» Source text:
----
I got some new hardware. z890 chipset and having trouble passing through the Coral TPU. Ive had no issues doing with with various servers, EPYC Milan, Intel Q670, A lenovo P360 with 8.2.7. I have both m.2 and a A+E key that I kind of experiment with. After I setup proxmox 8.2.7 kernel 6.8.12-3-pve and get the apex driver all setup it all seems ok from the proxmox host perspective. IOMMU is isolated to the device but does have one issue:
When I add the pci device, the attempt to start the VM I get the following error:
DMESG throws:
And now the device is basically gone til I reboot:
Ive tried the following kernels. I expect the older ones to likely fail:
The Kernel driver in use has changed also. I'm not sure what to make of this. I know this is a newer chipeset. M.2 is on the CPU lanes as well. Maybe it's a bug? If anyone has some tips on how to better debug i'm all for it.
----
» Data lines:
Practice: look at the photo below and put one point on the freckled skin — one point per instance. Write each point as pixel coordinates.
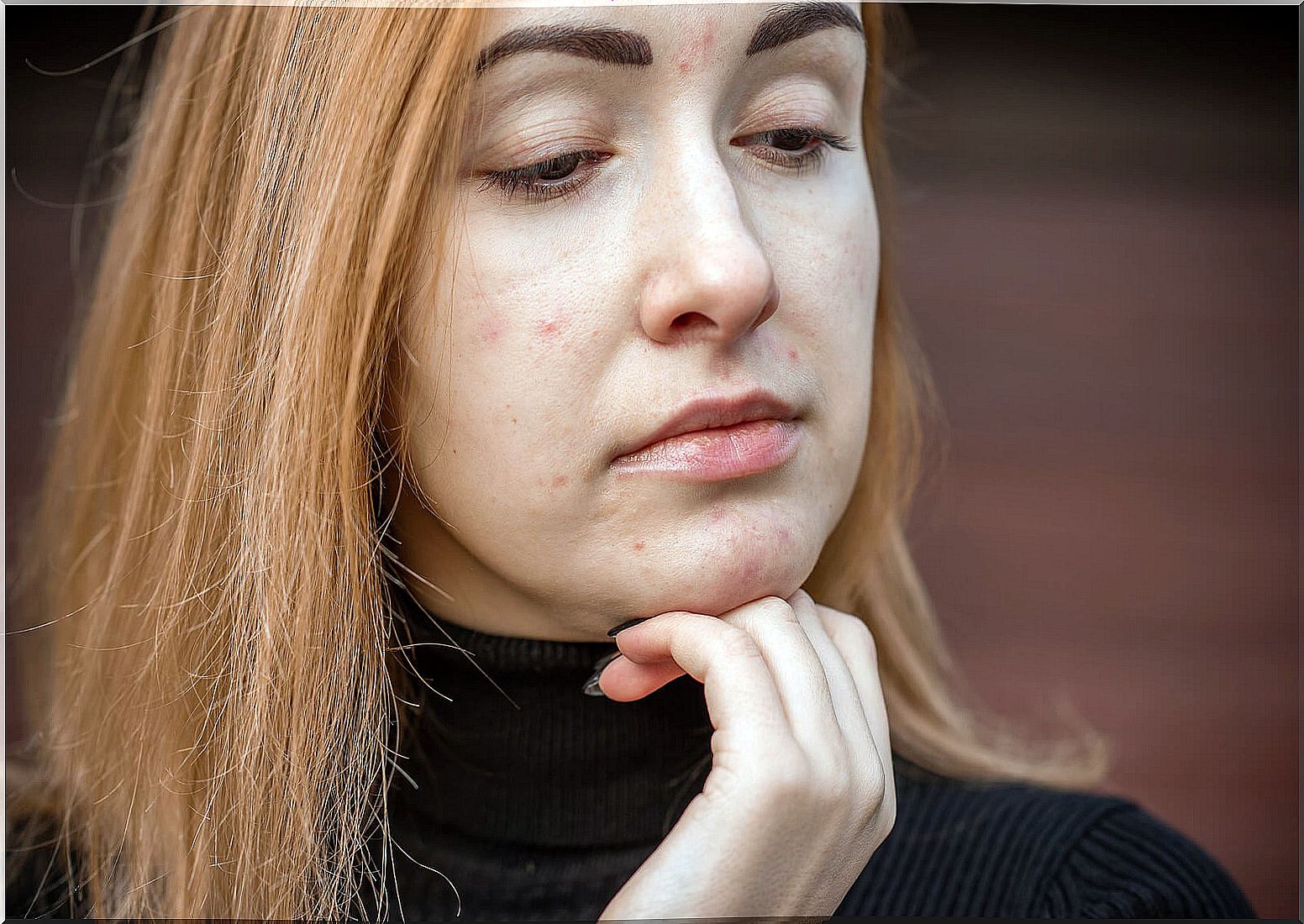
----
Set down word for word everything in the Coral TPU passthrough post from "I got some new" down to "all for it.".

I got some new hardware. z890 chipset and having trouble passing through the Coral TPU. Ive had no issues doing with with various servers, EPYC Milan, Intel Q670, A lenovo P360 with 8.2.7. I have both m.2 and a A+E key that I kind of experiment with. After I setup proxmox 8.2.7 kernel 6.8.12-3-pve and get the apex driver all setup it all seems ok from the proxmox host perspective. IOMMU is isolated to the device but does have one issue:
When I add the pci device, the attempt to start the VM I get the following error:
DMESG throws:
And now the device is basically gone til I reboot:
Ive tried the following kernels. I expect the older ones to likely fail:
The Kernel driver in use has changed also. I'm not sure what to make of this. I know this is a newer chipeset. M.2 is on the CPU lanes as well. Maybe it's a bug? If anyone has some tips on how to better debug i'm all for it.